# TEXT SHOWN
>>
Subsidence is caused when the pillars can no longer support the roof of the mine. Excessive widening of galleries, mining too close to the surface or unsustainable mine geometry can cause pillars to collapse. "Unfortunately, Jharia district has been an epitome of unplanned, unscientific mining since the first mine opened in 1894, and we have been paying the price ever since," says T.N. Singh,

Over the last decade, however, subsidence has reached alarming proportions and this is attributed to the underground fires that are well documented. The first major fire was detected in the early 1960s. While there are some references to fires that go back almost a hundred years, problems really started when 110 mines caught fire between 1966 and 1970, and have been buring ever since.

The Jharia coalfields were nationalised in 1970 and over the decades the fire has spread or been contained but never extinguished. According to BCCL estimates, the fire burns in an 8.5 square kilometre area and has consumed 37 million tonnes of coal so far.

T.N. Singh believes that the first of the fires started soon after the end of the Second World War. During the War years the demand for fuel for the imperial war machine pushed up coal prices to a record high, but the 1950s saw a slump in the global coal market and a collapse of Jharia's mining economy. Several mines fell into disrepair as owners abandoned them, leaving rich seams of partially excavated coking coal exposed to a ready supply of oxygen. Over the years, these mines also became the preferred sites for illegal distilleries of the liquor mafia.

The fires were ignited probably by a combination of factors: the self-heating of exposed coal, the use of fire in the distilleries and the ready supply of powdered coal in the abandoned mines. Once ignited, coal fires are estimated to travel along coal seams at a rate of one metre a year through solid coal, and a 100 metres a year through exposed pillars. Thus, the underground fires of Jharia eat away at the pillars of underground mines leading to subsidence at the surface. The horizontal strain of subsidence opens up deep cracks on the surface, which feed fresh oxygen into the mines below, fuelling the fires.

This combination of underground fires and subsidence has destroyed vast areas of the Jharia coalfields. Coupled with the ecological damage done by open-cast mining, this has made parts of Jharia resemble moonscapes with dark, rolling hills and deep, smoking ravines. The area under the Rajapur Project seems to be covered permanently with an acrid haze. Here the fires are visible through shallow cracks on the ground.
<<
# MATERIAL
>>
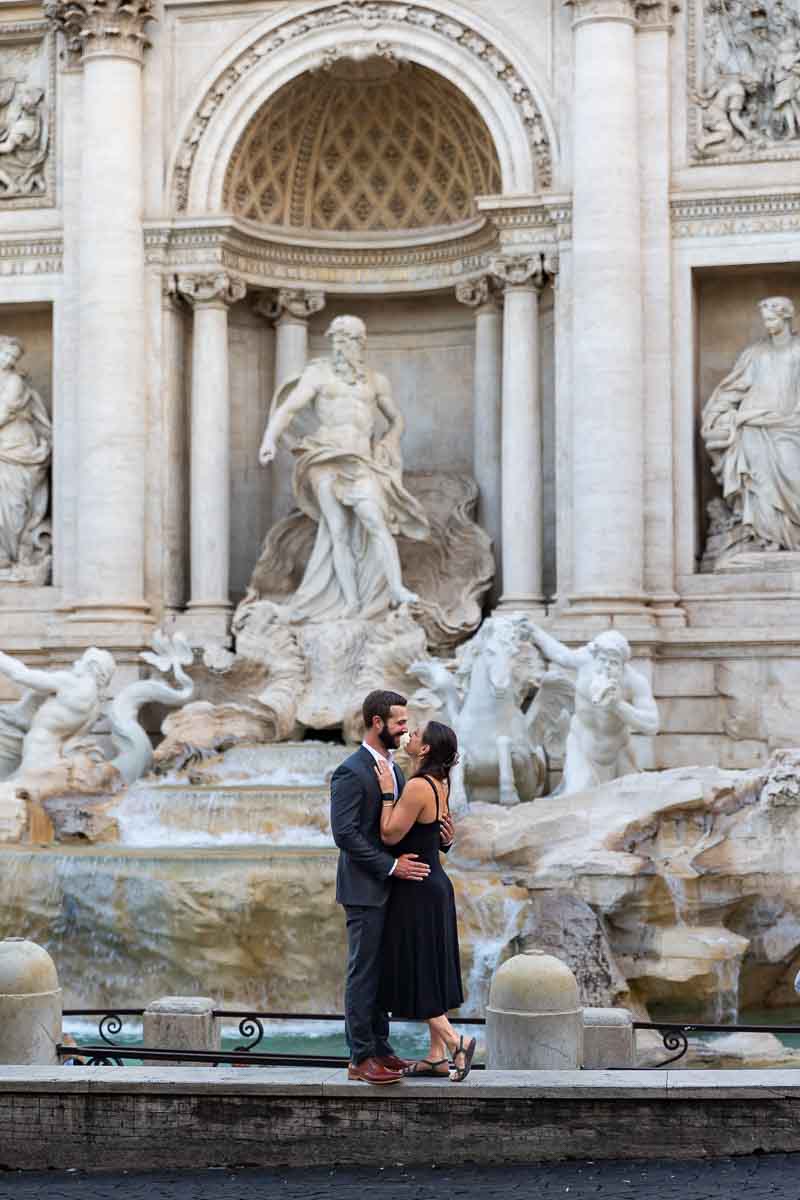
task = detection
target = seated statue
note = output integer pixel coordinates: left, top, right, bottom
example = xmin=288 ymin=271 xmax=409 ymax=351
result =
xmin=259 ymin=317 xmax=431 ymax=623
xmin=700 ymin=296 xmax=800 ymax=551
<<
# STATED PROBLEM 1
How would this sentence from the Jharia coalfields text read in Spanish: "The first major fire was detected in the early 1960s."?
# STATED PROBLEM 2
What does the Jharia coalfields text say, summed up in two sentences?

# COMPLETE OUTPUT 1
El primer gran incendio se detectó a principios de la década de 1960.

# COMPLETE OUTPUT 2
In the Jharia coalfields, underground fires that have burned for decades, never extinguished, eat away at the pillars holding up mine roofs and cause the surface to subside. The cracks this opens feed fresh oxygen to the fires, and together with open-cast mining this has made parts of Jharia resemble moonscapes with smoking ravines.